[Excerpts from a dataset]
◇ ◇ ◇ ◇ ◇
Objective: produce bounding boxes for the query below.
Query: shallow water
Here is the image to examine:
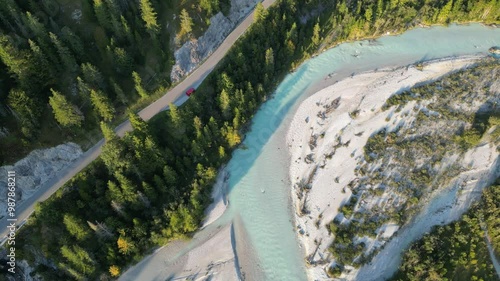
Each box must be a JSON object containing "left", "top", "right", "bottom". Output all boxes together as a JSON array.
[
  {"left": 223, "top": 24, "right": 500, "bottom": 281},
  {"left": 121, "top": 24, "right": 500, "bottom": 281}
]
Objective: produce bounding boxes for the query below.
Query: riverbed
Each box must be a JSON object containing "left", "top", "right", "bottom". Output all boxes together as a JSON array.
[{"left": 121, "top": 24, "right": 500, "bottom": 281}]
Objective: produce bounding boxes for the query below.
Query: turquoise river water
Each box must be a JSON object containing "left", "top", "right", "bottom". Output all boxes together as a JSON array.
[
  {"left": 122, "top": 24, "right": 500, "bottom": 281},
  {"left": 225, "top": 24, "right": 500, "bottom": 281}
]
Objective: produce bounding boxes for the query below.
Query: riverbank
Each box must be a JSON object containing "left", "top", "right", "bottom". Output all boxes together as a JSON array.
[
  {"left": 286, "top": 55, "right": 490, "bottom": 279},
  {"left": 120, "top": 166, "right": 243, "bottom": 281},
  {"left": 120, "top": 24, "right": 500, "bottom": 281},
  {"left": 201, "top": 167, "right": 230, "bottom": 228}
]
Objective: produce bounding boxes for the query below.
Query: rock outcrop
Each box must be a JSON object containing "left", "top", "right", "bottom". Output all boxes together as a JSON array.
[
  {"left": 170, "top": 0, "right": 261, "bottom": 82},
  {"left": 0, "top": 143, "right": 82, "bottom": 218}
]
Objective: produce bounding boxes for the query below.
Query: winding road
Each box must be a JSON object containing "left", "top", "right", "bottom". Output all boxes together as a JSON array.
[{"left": 0, "top": 0, "right": 276, "bottom": 244}]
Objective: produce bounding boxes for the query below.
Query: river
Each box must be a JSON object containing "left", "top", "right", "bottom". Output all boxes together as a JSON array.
[{"left": 123, "top": 23, "right": 500, "bottom": 281}]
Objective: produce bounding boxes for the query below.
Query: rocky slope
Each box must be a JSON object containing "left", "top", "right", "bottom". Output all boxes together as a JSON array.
[
  {"left": 0, "top": 143, "right": 82, "bottom": 219},
  {"left": 170, "top": 0, "right": 260, "bottom": 82}
]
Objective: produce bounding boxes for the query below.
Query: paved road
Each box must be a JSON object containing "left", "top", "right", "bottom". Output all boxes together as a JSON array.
[{"left": 0, "top": 0, "right": 275, "bottom": 243}]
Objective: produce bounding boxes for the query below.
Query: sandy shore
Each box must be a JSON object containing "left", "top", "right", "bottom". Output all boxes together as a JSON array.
[
  {"left": 201, "top": 166, "right": 230, "bottom": 228},
  {"left": 286, "top": 55, "right": 497, "bottom": 280},
  {"left": 120, "top": 223, "right": 240, "bottom": 281},
  {"left": 121, "top": 167, "right": 261, "bottom": 281}
]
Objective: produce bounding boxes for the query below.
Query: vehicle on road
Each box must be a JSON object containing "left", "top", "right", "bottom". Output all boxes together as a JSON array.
[{"left": 186, "top": 87, "right": 196, "bottom": 96}]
◇ ◇ ◇ ◇ ◇
Of all the entries above, output exactly the lines between the one holding "Query: rocky slope" and the one holding "Query: paved road", inclusive.

Query: rocky slope
Each box must be a JSON object containing "left", "top", "right", "bottom". Output all boxes together as a JSON array.
[
  {"left": 0, "top": 143, "right": 82, "bottom": 219},
  {"left": 170, "top": 0, "right": 260, "bottom": 82}
]
Objective: produce bounding boxes for the query below.
Query: paved road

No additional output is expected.